## [DATA SUPPLIED]
— Start —

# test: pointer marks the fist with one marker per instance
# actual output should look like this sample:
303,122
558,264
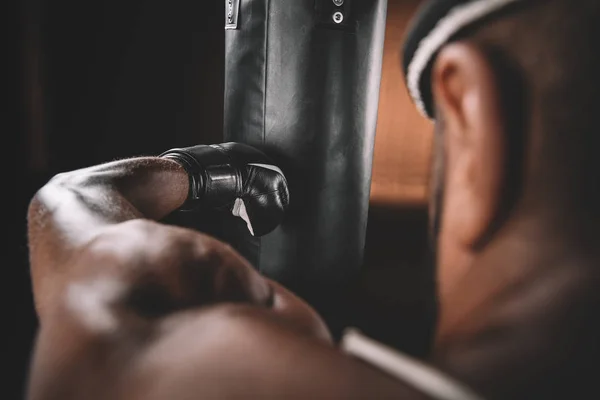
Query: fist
141,271
238,178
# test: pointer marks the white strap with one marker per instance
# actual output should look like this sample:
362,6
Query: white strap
239,210
415,373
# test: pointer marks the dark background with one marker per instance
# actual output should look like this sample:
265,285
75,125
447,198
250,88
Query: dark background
91,82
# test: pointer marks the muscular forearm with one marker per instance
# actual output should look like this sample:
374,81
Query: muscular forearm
74,207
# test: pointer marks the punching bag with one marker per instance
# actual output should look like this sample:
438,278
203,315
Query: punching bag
302,84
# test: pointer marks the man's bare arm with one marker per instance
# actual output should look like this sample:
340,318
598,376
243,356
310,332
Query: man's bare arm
224,351
74,207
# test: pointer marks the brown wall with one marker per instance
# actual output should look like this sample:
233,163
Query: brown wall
403,142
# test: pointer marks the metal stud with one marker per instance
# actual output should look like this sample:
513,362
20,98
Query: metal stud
338,17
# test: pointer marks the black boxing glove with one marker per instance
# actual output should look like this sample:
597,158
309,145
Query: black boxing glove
235,177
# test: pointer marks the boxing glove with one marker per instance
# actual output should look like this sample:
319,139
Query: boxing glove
237,178
302,80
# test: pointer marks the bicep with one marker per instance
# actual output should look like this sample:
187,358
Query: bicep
243,352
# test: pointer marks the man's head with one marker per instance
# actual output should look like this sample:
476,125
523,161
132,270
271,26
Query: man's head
512,91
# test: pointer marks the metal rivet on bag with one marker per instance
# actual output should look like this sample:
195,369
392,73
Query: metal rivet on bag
338,17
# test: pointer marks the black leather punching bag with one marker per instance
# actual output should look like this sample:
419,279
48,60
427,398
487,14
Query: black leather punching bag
302,84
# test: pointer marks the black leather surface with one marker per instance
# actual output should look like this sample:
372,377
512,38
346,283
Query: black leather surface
223,174
305,90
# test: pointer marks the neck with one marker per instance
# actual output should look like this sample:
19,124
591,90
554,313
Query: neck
535,287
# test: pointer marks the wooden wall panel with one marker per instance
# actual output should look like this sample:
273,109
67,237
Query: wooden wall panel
403,142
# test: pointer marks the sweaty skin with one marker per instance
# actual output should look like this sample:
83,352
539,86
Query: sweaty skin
104,214
131,308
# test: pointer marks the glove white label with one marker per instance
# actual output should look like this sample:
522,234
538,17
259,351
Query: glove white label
239,210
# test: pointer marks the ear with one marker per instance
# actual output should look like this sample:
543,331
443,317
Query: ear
468,97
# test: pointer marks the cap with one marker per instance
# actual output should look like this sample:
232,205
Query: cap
435,23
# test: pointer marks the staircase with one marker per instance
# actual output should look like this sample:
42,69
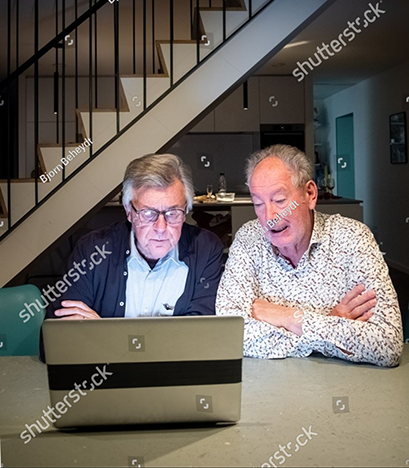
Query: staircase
154,111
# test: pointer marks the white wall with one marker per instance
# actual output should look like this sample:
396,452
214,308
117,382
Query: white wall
384,187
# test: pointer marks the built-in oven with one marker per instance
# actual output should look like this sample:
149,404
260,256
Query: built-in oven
282,134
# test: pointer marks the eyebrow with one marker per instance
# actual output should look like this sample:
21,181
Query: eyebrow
283,190
145,207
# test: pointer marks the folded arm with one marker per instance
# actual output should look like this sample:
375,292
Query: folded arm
237,291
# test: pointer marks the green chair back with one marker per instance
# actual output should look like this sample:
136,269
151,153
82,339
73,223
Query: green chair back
20,329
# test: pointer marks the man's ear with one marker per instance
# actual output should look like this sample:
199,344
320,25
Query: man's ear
311,194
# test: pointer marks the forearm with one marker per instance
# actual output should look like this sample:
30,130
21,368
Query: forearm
263,340
376,341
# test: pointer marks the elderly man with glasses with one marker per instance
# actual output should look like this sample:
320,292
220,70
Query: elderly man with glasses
153,265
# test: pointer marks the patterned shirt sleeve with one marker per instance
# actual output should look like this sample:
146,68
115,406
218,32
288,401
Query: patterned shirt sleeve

— End —

## [TASK GOAL]
Without the pictures, return the entries exactly as they appear.

## [OUTPUT]
# test: pointer marks the fist with one marker per instance
# actual output should look like this sample:
303,122
558,264
Query: fist
141,271
238,178
# test: pointer marks the white strap with one marker per instance
# actual output should look like this sample:
362,6
Query: white strap
239,210
415,373
# test: pointer marks the dark background with one marker per instance
# actual output should look like this sample:
265,285
75,125
447,198
250,88
Query: dark background
91,82
# test: pointer marks the muscular forearm with one marker per instance
# actual output should look like this sample:
374,81
Query: muscular forearm
74,207
# test: pointer marks the punching bag with one marker per instance
# actual output should look like this sample:
438,278
203,315
Query: punching bag
302,84
# test: pointer marks the man's bare arm with one marker per instance
# actual output should look like this sample:
340,318
598,376
243,356
310,332
Query: man's bare arm
224,351
74,207
# test: pointer marks the brown wall with one marker per instance
# actual output should look like this sample:
233,163
Query: brown wall
403,142
# test: pointer marks the metal stud with one marker per instance
# actual output should look like this sample:
513,362
20,98
Query: metal stud
338,17
# test: pointer marks the black boxing glove with one marker per instance
# actual output should look like this sample:
597,158
309,145
Query: black boxing glove
235,177
# test: pointer marks the boxing glove with one marker per instance
# actual output should look like this sample:
319,139
Query: boxing glove
237,178
302,80
# test: pointer marks the bicep with one marker per instance
# actual output should look like this sample:
187,358
Query: bicep
243,352
# test: pointer marks the man's head with one marker per instance
# actual output should look like this sample:
476,125
523,161
132,270
271,26
Query: man's head
512,91
# test: pointer marks the metal rivet on bag with one marker per instance
# actual output should look like this sample:
195,369
392,73
Query: metal rivet on bag
338,17
# test: pointer marks the black leather punching bag with one marker per instance
# actual output should look like this sample:
419,279
48,60
427,398
487,14
Query: black leather punching bag
302,84
# test: pointer marks the black leather surface with one marker per instance
# actual output should look like this sample:
372,377
512,38
346,283
Query: black leather surface
223,174
305,90
# test: pointer marks the neck with one marker per instance
# actual output should look like this sample:
19,124
591,90
554,313
Query: neck
535,287
# test: pointer marks the wooden wall panel with one marker per instance
# actual output should look like this sample:
273,109
67,237
Query: wooden wall panel
403,142
# test: pointer marks the sweaty skin with one marker per instance
# actual output should look like this sample:
83,352
539,86
Query: sweaty skin
104,214
131,308
# test: pointer marks the glove white label with one marker per instance
# actual output should look like this sample:
522,234
538,17
259,351
Query: glove white label
239,210
# test: pointer marks the ear with one marker per instance
# actual output should look like this sample:
543,331
443,317
Query: ear
468,97
# test: pointer marks the cap with one marker per instance
# actual output should look like this sample:
232,205
Query: cap
435,23
# test: pointer marks the staircase with one marker per instance
# actual output should look like this sample:
42,69
Query: staircase
154,111
# test: pointer marks the white wall with one marker per instance
# actual output should look like this sample:
396,452
214,308
117,382
Query: white wall
384,187
# test: pointer marks the built-in oven with one marker per instance
# actual output should look like this sample:
149,404
260,256
Query: built-in oven
282,134
# test: pointer marks the eyebrow with one marker per instance
# actual output should look like this sample:
21,181
Query: eyebrow
283,190
145,207
# test: pointer marks the folded arm with one marker per instance
# actual output should look like this sample:
375,292
Query: folded arm
237,291
# test: pointer marks the green chair back with one marker per instance
# actual output should look like this sample:
136,269
151,153
82,339
73,223
Query: green chair back
20,329
# test: pointer marks the man's ear with one marker per instance
# actual output should look like this sample:
199,344
320,25
Query: man's ear
311,194
# test: pointer marks the forearm with one marker per instance
# actual output should look like this sample:
30,130
21,368
Query: forearm
263,340
376,341
# test: pointer marks the elderly man with glasses with one marker per instance
# actual output should look like this sample:
320,292
220,70
Query: elderly man with glasses
153,265
# test: pointer marks the patterned shirt sleeve with one marker per instance
# actual output should look like this sample:
146,68
115,406
218,32
288,401
Query: patterned shirt sleeve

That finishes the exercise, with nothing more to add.